EXERCISE MATERIALS:
----------
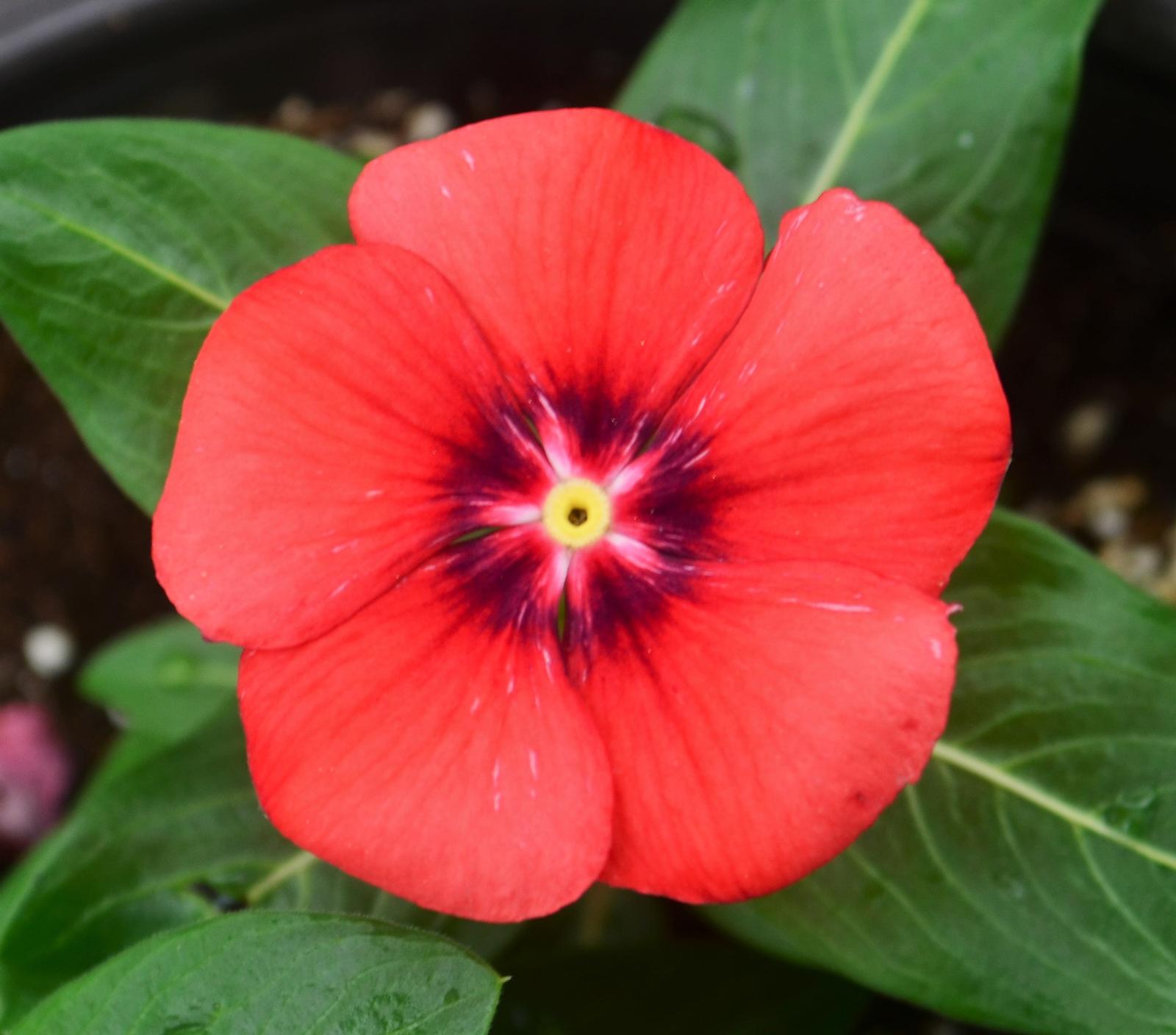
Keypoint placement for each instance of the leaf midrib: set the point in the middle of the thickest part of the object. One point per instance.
(1050, 803)
(867, 97)
(144, 262)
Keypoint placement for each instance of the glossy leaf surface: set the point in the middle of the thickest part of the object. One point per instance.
(1029, 880)
(121, 244)
(162, 679)
(291, 973)
(174, 837)
(688, 988)
(954, 111)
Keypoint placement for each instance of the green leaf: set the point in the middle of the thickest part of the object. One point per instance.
(688, 988)
(954, 111)
(173, 837)
(164, 679)
(293, 974)
(1028, 881)
(121, 244)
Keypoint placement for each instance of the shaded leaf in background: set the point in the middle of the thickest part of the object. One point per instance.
(293, 974)
(121, 244)
(164, 679)
(174, 838)
(1029, 880)
(954, 111)
(688, 988)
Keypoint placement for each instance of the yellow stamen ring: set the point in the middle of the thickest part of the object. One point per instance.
(576, 512)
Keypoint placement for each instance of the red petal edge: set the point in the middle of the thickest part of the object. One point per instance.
(856, 409)
(305, 476)
(432, 756)
(592, 248)
(759, 729)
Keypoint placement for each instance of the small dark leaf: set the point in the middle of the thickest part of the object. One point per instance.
(164, 679)
(292, 973)
(688, 988)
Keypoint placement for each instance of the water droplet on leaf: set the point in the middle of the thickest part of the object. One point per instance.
(1133, 812)
(176, 668)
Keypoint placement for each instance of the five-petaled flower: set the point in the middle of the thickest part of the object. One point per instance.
(568, 540)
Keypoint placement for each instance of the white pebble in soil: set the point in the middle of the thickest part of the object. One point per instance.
(49, 651)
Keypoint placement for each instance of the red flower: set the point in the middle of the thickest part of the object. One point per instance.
(701, 647)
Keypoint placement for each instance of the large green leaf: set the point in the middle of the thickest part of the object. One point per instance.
(954, 111)
(688, 988)
(294, 974)
(121, 241)
(164, 679)
(1029, 880)
(174, 837)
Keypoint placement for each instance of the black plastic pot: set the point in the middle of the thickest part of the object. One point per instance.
(231, 59)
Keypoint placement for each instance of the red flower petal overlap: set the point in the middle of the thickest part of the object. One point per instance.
(570, 547)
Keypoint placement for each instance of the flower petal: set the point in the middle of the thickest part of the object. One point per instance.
(434, 753)
(762, 723)
(319, 415)
(854, 415)
(593, 248)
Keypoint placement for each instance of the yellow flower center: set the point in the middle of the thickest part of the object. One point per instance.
(576, 512)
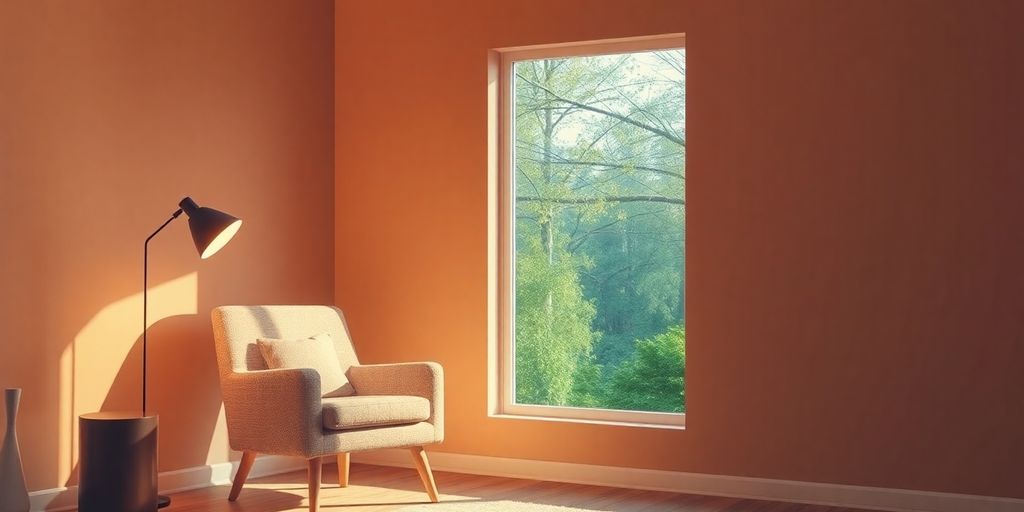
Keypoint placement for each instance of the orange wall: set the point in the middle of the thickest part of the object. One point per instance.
(854, 240)
(110, 113)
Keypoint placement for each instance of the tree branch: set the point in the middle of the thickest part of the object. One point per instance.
(652, 129)
(608, 199)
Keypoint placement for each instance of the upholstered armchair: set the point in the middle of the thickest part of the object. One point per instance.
(282, 412)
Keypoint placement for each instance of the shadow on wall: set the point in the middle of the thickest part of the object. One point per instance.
(101, 371)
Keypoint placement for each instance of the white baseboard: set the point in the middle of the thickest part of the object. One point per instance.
(52, 500)
(894, 500)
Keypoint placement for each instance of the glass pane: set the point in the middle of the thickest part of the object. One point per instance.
(599, 230)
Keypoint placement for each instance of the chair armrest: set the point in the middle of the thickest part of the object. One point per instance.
(273, 411)
(418, 379)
----------
TASK OBJECTIVE:
The entries above are to be returned exactly, without their pictures.

EXERCISE OUTPUT:
Keypoint placement for each instance of the leaf midrib: set the point in the middle of the thickest part of the object. One point per instance.
(1050, 803)
(867, 97)
(144, 262)
Keypoint placement for each instance of the glossy leaf surface: set the point in the middle of the thickest part of the object. One point per instance.
(1029, 880)
(121, 244)
(162, 679)
(291, 973)
(174, 837)
(688, 988)
(954, 111)
Keypoint placement for each instance of the green leaf: set the point in the middle of the thickest part of the object. One point per instance.
(688, 988)
(954, 111)
(173, 837)
(164, 679)
(293, 974)
(1028, 881)
(121, 244)
Keypoint placement for each instance of the shaded leaf in background: set the point in the middle of the thickest part of the object. One point per instance.
(293, 974)
(121, 244)
(164, 679)
(174, 838)
(1029, 880)
(954, 111)
(688, 988)
Keypoint placement for each instance of the yellow stamen ring: set the point in the middle of the thickest part of the object. One point per instance.
(576, 512)
Keypoint placement for each instance of the red petal edge: set the point in the middle of the thickest part of the object. One point per instance.
(856, 409)
(305, 476)
(432, 756)
(592, 248)
(759, 729)
Keypoint placement for each instance of the small dark leaf: set the point in the middle of the thickest part of the object. One point per instance.
(164, 679)
(292, 973)
(688, 988)
Keypoint placement for each instance of the water droplet on leaf: set the point in the middle of the thickest part of the object. One point per instance.
(1133, 812)
(176, 668)
Keypoint placement for each instance of the five-petaled flower: set the point in the middle of the thickest part of the object. One point per instance.
(568, 540)
Keypoint placement for each instance of the white pebble in soil: set the point in the middle of the thickest part of the object. One point per instance.
(49, 651)
Keypoint placement for each instance of the red flower: set the point in the middle of the thickest part of the object. One point per instance.
(701, 647)
Keypoint placement for each instance of the large green leaf: set the point in the middle of the thickest part of the object. One point per instance.
(954, 111)
(688, 988)
(294, 974)
(121, 241)
(164, 679)
(1029, 880)
(174, 837)
Keypoint placement for each instance of the black plastic pot: set the point in the middle of the thickest part of the object. One point per instance.
(231, 59)
Keypoint placement for each instance of the red flower petal overlap: set the point in the middle of the thickest part of the object. One point per instance.
(570, 547)
Keypoint placement for each instance of the flower petal: set the point in the middle of the thickest part of the object. One point per instance.
(434, 753)
(762, 723)
(319, 415)
(854, 415)
(593, 248)
Keypoint placement for each instance of the yellow flower center: set the point in the middle of the thickest part of the object. One point per instance.
(576, 512)
Keypoint placement for each instance of the orange wall: set the point in the middle of the thickest part of the object. One point per instance.
(854, 240)
(110, 113)
Keypoint placement for each instance of the tree branch: set the point in the middle of the thickest part of the object. One point per instance.
(652, 129)
(608, 199)
Keypoint placement for each instance of the upholstered armchair: set the point in the middle of the thickest part of the object. One point per instance.
(282, 412)
Keypoint placement for each instance of the shadow on wall: set the point in the middle of the thickest part of the object. One point per instance.
(101, 371)
Keypoint placement for each instance of the white baseboard: set the point in the middle of the thickest part of the object. One point per instance.
(52, 500)
(894, 500)
Keypoint placement for each instance of the glass pane: set the point in the middle of the thickest part of the object. One point per instance.
(599, 230)
Keypoint placement for each instance of the chair armrest: set the point in the middle of the thickest part of the object. One point per instance.
(273, 411)
(418, 379)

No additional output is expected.